作業の指示
a: 志村正彦についての文章によると、志村正彦は何年何月何日に、何歳で亡くなりましたか。
b: 志村正彦についての文章のうち、「歌詞を聞いたときに湧き上がる印象とは」で始まる段落を、主な内容を残して短くまとめなさい。
c: 志村正彦についての文章を、最後の文の続きから書き進めなさい。

文書の抜粋
————————

もしも過ぎ去りしあなたに、すべて伝えられたのならば。

かつてフジファブリックというバンドを率いていた男、志村正彦は2009年12月24日に29歳の若さでこの世を去った。今年を境に私は彼の過ごした年月を追い越し、これから永遠に離れていくことになる。大数学者ガロワは20歳、カート・コバーンならびに愚か者クラブの面々は27歳でこの世を去っている。彼らと比べて自分が人生で成したことの少なさを嘆きたいわけではない。しかしなぜか毎年、あと少しで追いついてしまうな、という意識があった。奥田民生に憧れてギターを握ったという彼が書く歌詞は、特段むずかしいことは言わない。他のいわゆるロックンローラー的なことは言わない。ときどきすごく変態っぽいけど、多くの曲の詞はごくごくありふれた感情と場面の描写と言っていい。そしてけっこう情けない。歌だってうまいほうじゃない。そんな彼が作る曲、歌う歌が好きで、いつのまにかもはやただの好きではすまない存在に変わっていった。何がそんなに自分に響くのか、この時期には毎年気になってしまうので、改めて探ってみたくなった。

歌詞を聞いたときに湧き上がる印象とはその人の来歴そのものだと思う。「最後の花火」と聞いてなんとも言えない気持ちになれるのは、それにまつわる経験をしたり見聞きしてきたからだ。志村の歌詞が多方面に刺さるのはそれだけ共有されやすい感覚を拾い上げているからだろう。しかしありふれたリアリティあえて描き出すというのは簡単なことじゃない。路傍の石は誰もがそこにあるのを知っているが、それをおもしろがるのは凡人にできる仕事ではない。情緒とは情の緒(いとぐち)だ。卓抜した感性の持ち主だけが、それを拾い上げ、ユニークかつ他者に理解可能な文脈とかたちにのせて表現することができる。あの歌詞に彼が「若者のすべて」というタイトルをつけたという事実に、私は何度でも震え上がる(同名のテレビドラマが過去に存在していたことを書きながら知った。志村が知っていたか否か、楽曲との関係等は不明)。その他、挙げ始めればキリがないが「Sugar!!」のサビで持ってくる「36度5分の体温」、「TEENAGER」の「朝まで聞くんだAC/DC」、「MUSIC」の「遊び半分で君を通せんぼ」、「サボテンレコード」の「やりかけだったパズルは捨て」るところとか、表現自体の妙というよりも乗せる文脈との組み合わせが独特で、それなのに伝わってくるのが嬉しくて何度でも聴いてしまう。

————————

与えられたデータ
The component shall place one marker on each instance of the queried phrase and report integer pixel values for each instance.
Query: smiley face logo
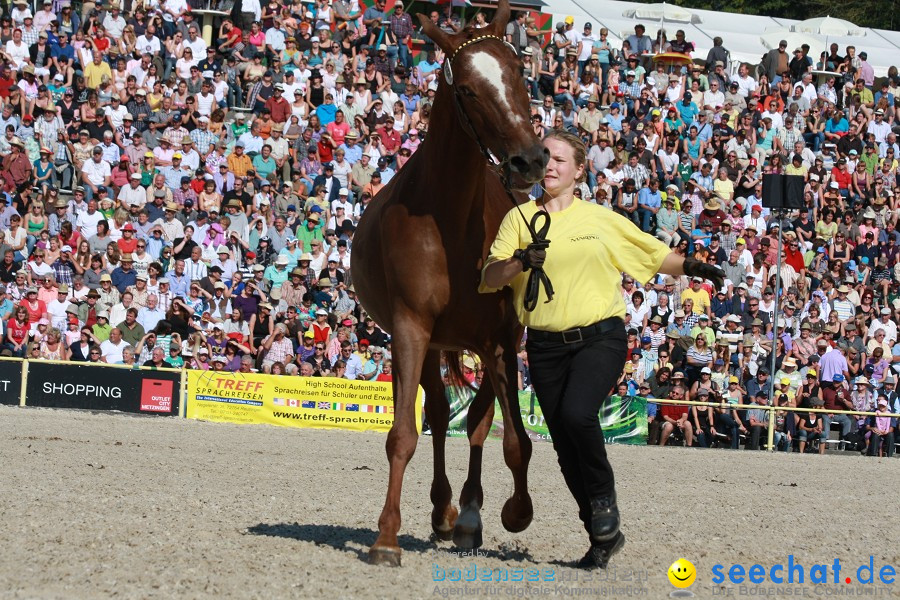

————————

解答
a: 2009年12月24日に、29歳で亡くなりました。

b: 歌詞を聞いて湧く印象は、聞く人のそれまでの経験から生まれる。志村の歌詞が多くの人に刺さるのは、共有されやすい感覚を拾い上げているからだ。ただし、ありふれた現実をあえて描き、それをおもしろがるのは凡人にはできない。卓抜した感性の持ち主だけが、情緒の糸口を拾い上げ、独自でありながら他者にも理解できる形で表現できる。筆者は、彼が「若者のすべて」というタイトルをつけたことに何度も震え上がる。また、「Sugar!!」「TEENAGER」「MUSIC」「サボテンレコード」の歌詞は、表現と文脈の組み合わせが独特なのに伝わってくる。それが嬉しくて、筆者は何度でも聴いてしまう。

c:
たいていの人はロックンローラーが歌うようには生きていない。あきらめたりたまに調子乗ったりしながら全体的に情けなく生きている。志村の歌詞は表現が特異なだけでなく、描いていることもまさにそのような、我々の人生的なところがある。伝えられなかったり、忘れていくのがさみしかったり、そうあってほしかった過去を思ったり、自分をつくったなにかが今はないこととか、なかなか変われないこととか、それでもなんやかんや歩いていくしかないかーみたいなこと。私は他にもoasisやthe pillowsが大好きでいずれ彼らについてもこうして書こうと思っているが、ロックンロールを正面から体現するような彼らの曲とは真逆の良さが志村の曲にはある。BUMP OF CHICKENもとてもやさしいロックバンドだけど、志村にはもう少し不器用な優しさを感じる。偉大な詩人であると同時に、偉大な凡人だったのだと思う。だからこそ彼の残した歌は百年後の人々にもきっと響くだろう。その意味で彼も、リアムやノエルのようにlive foreverすることができるはずだ。

もちろん楽曲あっての歌詞である。偉大な凡人と言ったのはあくまでそういう感性も持ち合わせていたというだけで、音楽的には彼は非常にストイックであったらしい。キモい歌詞のキモい曲(褒めてる)から泣きたくなるような歌、突き抜けた疾走感のある曲まで、えらく雑多なジャンルをポップにまとめて残してくれた。早口でいろいろ好きなところを語りたくなるが、中でも抜けて好きなのはいくつかの曲にみられる展開のドラマチックさだ。「陽炎」「赤黄色の金木犀」「ペダル」「サボテンレコード」等々、歌詞も曲もこぞっていますぐ駆け出したい気持ちにさせにくる。

歌詞と曲のほかに、自分の中で志村正彦を特別な存在にしたひとつの映像がある。彼の地元、富士吉田の富士五湖文化センターでのDVD化されているライブ映像で、YouTubeに上がっているものは公式の動画ではなさそうなので直接リンクは貼らないが、「フジファブリック「茜色の夕日」富士五湖文化センター」というタイトルのそれである。演奏前のMCで、志村は次のようなことを語る(語りそのままではない箇所あり)。

プロミュージシャン、アーティストを目指すというのは、のほほんと楽しそうにやっているように見えますけど実はそれだけではなかったりして。喜びを感じるのなんて何かを成し遂げた一瞬だけだったりして。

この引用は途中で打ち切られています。